Start of Quoted passage

All Products
Search
Document Center

Simple Log Service:Mapping and enrichment functions

Last Updated:Oct 30, 2024

This topic describes the syntax and parameters of mapping and enrichment functions. This topic also provides examples on how to use the functions.

Functions

Category

Function

Description

Field-based mapping

e_dict_map

Maps the value of an input field to a value in a specified data dictionary and returns a new field.

This function can be used together with other functions. For more information, see Use the e_dict_map and e_search_dict_map functions to enrich log data.

e_table_map

Maps the value of an input field to a row in a specified table and returns a new field.

This function can be used together with other functions. For more information, see Use the e_table_map function to enrich HTTP response status codes.

e_tablestore_map

Enriches a raw log by using a data table in Tablestore as the dimension table.

e_redis_map

Enriches a raw log by using a data table in ApsaraDB for Redis as the dimension table.

e_dict_map

The e_dict_map function maps the value of an input field to a value in a specified data dictionary and returns a new field.

  • Syntax

    e_dict_map(data, field, output_field, case_insensitive=True, missing=None, mode="overwrite")
  • Parameters

    Parameter

    Type

    Required

    Description

    data

    Dict

    Yes

    The data dictionary that is used for mapping. The value of this parameter must be in the {key01:value01,key01:value02,...} standard format. The keys must be strings. Example: {"1": "TCP", "2": "UDP", "3": "HTTP", "*": "Unknown"}.

    field

    String or string list

    Yes

    One or more field names. If the value of this parameter contains multiple field names, the system performs the following operations:

    • The system performs mapping on the field names in sequence.

    • If the system matches multiple values for the fields and the mode parameter is set to overwrite, the system returns the value that is last matched.

    • If the system matches no values for the fields, the system returns the value of the missing parameter.

    output_field

    String

    Yes

    The name of the field that you want the function to return.

    case_insensitive

    Boolean

    No

    Specifies whether to disable case sensitivity during mapping.

    • True: disables case sensitivity. This is the default value.

    • False: enables case sensitivity.

    Note

    If the data dictionary contains multiple keys that differ only in letter cases and the case_insensitive parameter is set to True, the system first maps the value of the input field to a key that uses the same cases as the value. If the key that uses the same cases does not exist, the system randomly maps the value to one of the multiple keys.

End of Quoted passage
Start of Stored rows

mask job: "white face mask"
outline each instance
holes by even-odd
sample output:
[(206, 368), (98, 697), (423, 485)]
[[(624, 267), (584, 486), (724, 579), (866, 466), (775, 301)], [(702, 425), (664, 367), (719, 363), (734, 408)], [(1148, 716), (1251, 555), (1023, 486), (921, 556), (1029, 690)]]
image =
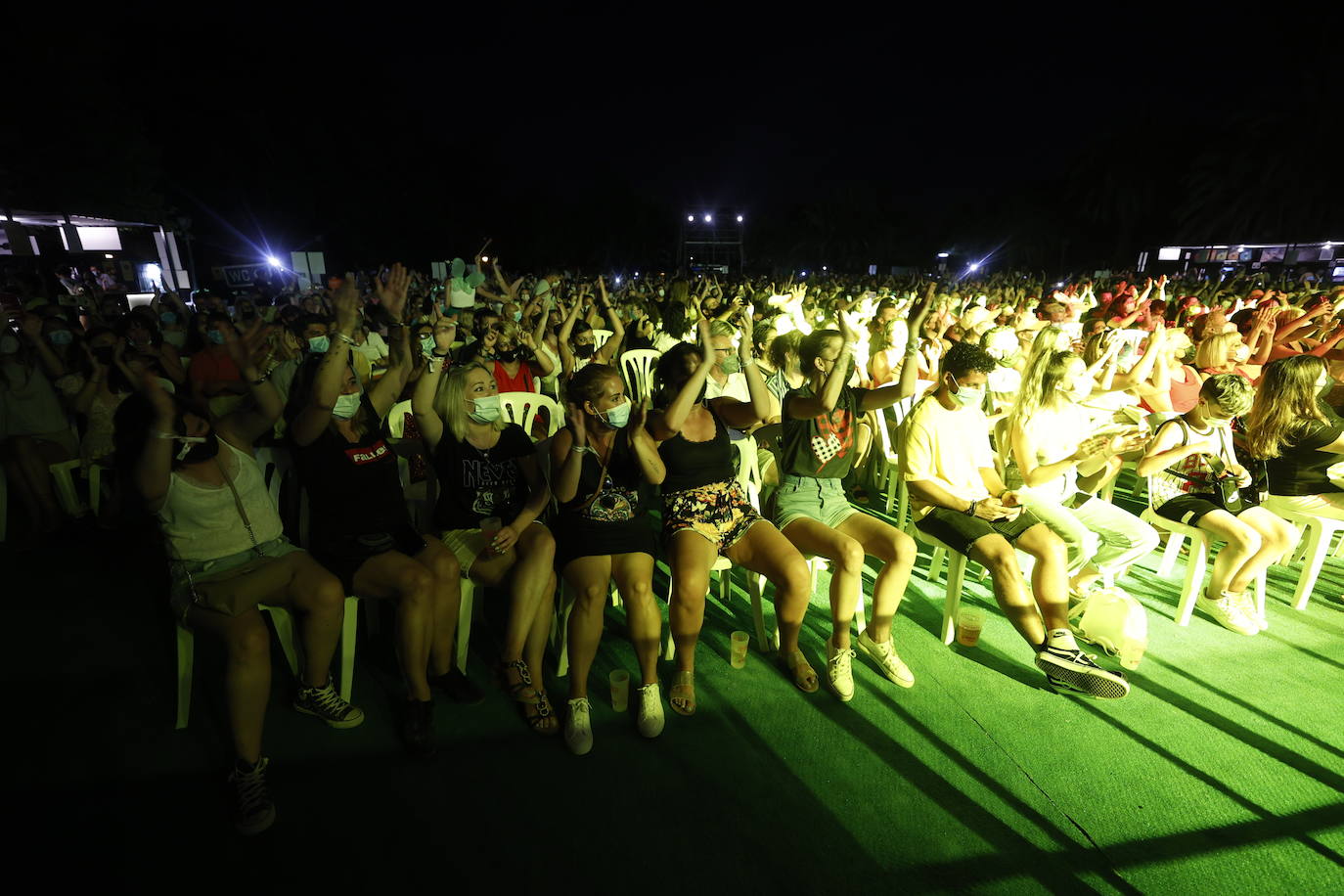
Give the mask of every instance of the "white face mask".
[(332, 416), (348, 420), (355, 416), (355, 411), (359, 410), (359, 399), (362, 395), (359, 392), (351, 392), (349, 395), (337, 395), (336, 407), (332, 408)]
[(487, 395), (485, 398), (474, 398), (472, 399), (472, 403), (476, 407), (476, 410), (468, 414), (468, 416), (476, 420), (477, 423), (493, 423), (495, 420), (500, 419), (500, 414), (504, 412), (504, 408), (500, 406), (499, 395)]

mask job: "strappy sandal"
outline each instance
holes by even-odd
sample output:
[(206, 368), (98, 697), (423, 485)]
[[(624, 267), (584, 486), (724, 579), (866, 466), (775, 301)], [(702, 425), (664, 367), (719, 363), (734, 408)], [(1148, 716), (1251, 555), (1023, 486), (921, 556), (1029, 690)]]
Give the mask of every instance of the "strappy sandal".
[[(508, 673), (509, 670), (517, 673), (517, 681), (509, 684)], [(509, 697), (517, 703), (528, 704), (535, 707), (539, 700), (539, 692), (532, 685), (532, 674), (527, 670), (527, 664), (521, 660), (515, 660), (513, 662), (500, 662), (499, 668), (500, 686), (508, 693)]]
[[(560, 729), (560, 720), (555, 716), (555, 708), (544, 690), (536, 692), (535, 704), (524, 704), (523, 719), (539, 735), (554, 735)], [(528, 712), (535, 709), (536, 712)]]
[(793, 673), (793, 684), (797, 685), (798, 690), (802, 693), (814, 693), (816, 689), (821, 686), (817, 681), (817, 670), (812, 668), (808, 658), (802, 656), (801, 650), (785, 654), (784, 665), (790, 673)]
[[(679, 672), (676, 673), (676, 678), (673, 678), (672, 682), (673, 682), (672, 689), (668, 690), (668, 704), (672, 707), (672, 712), (681, 716), (694, 716), (695, 673)], [(681, 707), (677, 705), (679, 701), (683, 704)]]

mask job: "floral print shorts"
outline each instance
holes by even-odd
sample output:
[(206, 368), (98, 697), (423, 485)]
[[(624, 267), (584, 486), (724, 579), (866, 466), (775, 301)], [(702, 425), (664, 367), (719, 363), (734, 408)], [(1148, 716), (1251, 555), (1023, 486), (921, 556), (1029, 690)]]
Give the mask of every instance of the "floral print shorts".
[(663, 537), (668, 541), (677, 532), (691, 529), (723, 553), (761, 520), (737, 480), (663, 496)]

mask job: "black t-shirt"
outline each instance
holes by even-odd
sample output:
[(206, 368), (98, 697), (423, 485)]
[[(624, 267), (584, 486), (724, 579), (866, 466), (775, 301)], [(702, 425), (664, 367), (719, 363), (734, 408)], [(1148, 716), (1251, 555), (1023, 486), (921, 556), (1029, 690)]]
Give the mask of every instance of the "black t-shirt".
[(816, 480), (840, 480), (849, 473), (855, 455), (855, 423), (868, 390), (845, 386), (840, 390), (836, 408), (829, 414), (798, 420), (789, 416), (789, 402), (812, 398), (812, 387), (804, 383), (784, 395), (784, 472), (788, 476), (810, 476)]
[[(367, 396), (363, 408), (376, 419)], [(410, 525), (396, 454), (386, 439), (386, 423), (379, 422), (358, 442), (347, 442), (325, 427), (310, 443), (296, 447), (294, 462), (308, 490), (313, 548), (321, 551), (349, 536)]]
[(734, 476), (734, 449), (732, 442), (728, 441), (728, 430), (719, 415), (714, 412), (714, 407), (708, 404), (706, 407), (710, 416), (714, 418), (712, 439), (689, 442), (677, 433), (659, 445), (659, 455), (667, 467), (663, 494), (698, 489), (711, 482), (727, 482)]
[(1344, 433), (1344, 420), (1337, 416), (1333, 422), (1325, 423), (1309, 420), (1302, 435), (1294, 439), (1293, 445), (1285, 445), (1279, 457), (1265, 462), (1269, 493), (1298, 496), (1344, 490), (1325, 476), (1325, 470), (1331, 465), (1344, 461), (1344, 455), (1317, 450), (1337, 439), (1341, 433)]
[(444, 429), (434, 453), (438, 470), (438, 506), (434, 525), (439, 529), (477, 529), (481, 520), (497, 516), (504, 525), (513, 521), (527, 502), (527, 477), (519, 458), (532, 457), (535, 447), (523, 427), (509, 423), (491, 449), (458, 442)]

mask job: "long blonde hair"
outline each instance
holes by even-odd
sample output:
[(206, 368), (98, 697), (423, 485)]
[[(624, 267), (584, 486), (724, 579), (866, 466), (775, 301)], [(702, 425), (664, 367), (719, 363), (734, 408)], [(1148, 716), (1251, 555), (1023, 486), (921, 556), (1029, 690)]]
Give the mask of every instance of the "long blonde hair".
[[(438, 384), (438, 392), (434, 394), (434, 411), (448, 424), (448, 431), (458, 442), (466, 441), (466, 429), (472, 422), (462, 407), (466, 403), (466, 375), (472, 371), (485, 371), (492, 380), (495, 379), (495, 375), (484, 364), (462, 364), (448, 372), (448, 376)], [(503, 430), (508, 426), (508, 420), (500, 414), (491, 426)]]
[(1310, 420), (1325, 422), (1316, 400), (1316, 380), (1324, 369), (1325, 361), (1314, 355), (1293, 355), (1265, 367), (1246, 415), (1246, 447), (1253, 455), (1278, 457)]

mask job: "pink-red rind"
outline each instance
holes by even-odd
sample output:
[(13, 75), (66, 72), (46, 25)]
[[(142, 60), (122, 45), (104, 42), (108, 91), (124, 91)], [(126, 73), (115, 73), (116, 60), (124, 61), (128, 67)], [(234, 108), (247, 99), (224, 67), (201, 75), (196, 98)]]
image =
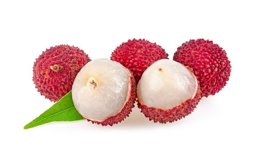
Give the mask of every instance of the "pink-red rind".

End of Stored rows

## To be done
A) Copy the mapping and enrichment functions page starting at "Field-based mapping" and stopping after "table and returns a new field.", and swap "new field" for "output field" wherever it occurs.
B) Extend the mapping and enrichment functions page with new text that begins after its final sentence.

## Answers to the tasks
A)
Field-based mapping

e_dict_map

Maps the value of an input field to a value in a specified data dictionary and returns a output field.

This function can be used together with other functions. For more information, see Use the e_dict_map and e_search_dict_map functions to enrich log data.

e_table_map

Maps the value of an input field to a row in a specified table and returns a output field.

B)
    missing

    String

    No

    The value that is assigned to the field specified by output_field when no match is found for the input field. Default value: None, which indicates that no assignment is performed.

    Note

    If the data dictionary contains a key of an asterisk (*), the missing parameter becomes invalid. This is because an asterisk (*) has a higher priority than the missing parameter.

    mode

    String

    No

    The overwrite mode of fields. Default value: overwrite. For more information, see Field extraction check and overwrite modes.

  • Response

    A log that contains a new field is returned.

  • Examples

    • Example 1: Map the value of the pro field in the raw log to a value in a data dictionary and generate a new field named protocol.

      • Raw log

        data:  123
        pro:  1
      • Transformation rule

        e_dict_map(
            {"1": "TCP", "2": "UDP", "3": "HTTP", "6": "HTTPS", "*": "Unknown"},
            "pro",
            "protocol",
        )
      • Result

        data:  123
        pro:  1
        protocol:  TCP
    • Example 2: Map the value of the status field in the raw logs to values in a data dictionary and generate a new field named message.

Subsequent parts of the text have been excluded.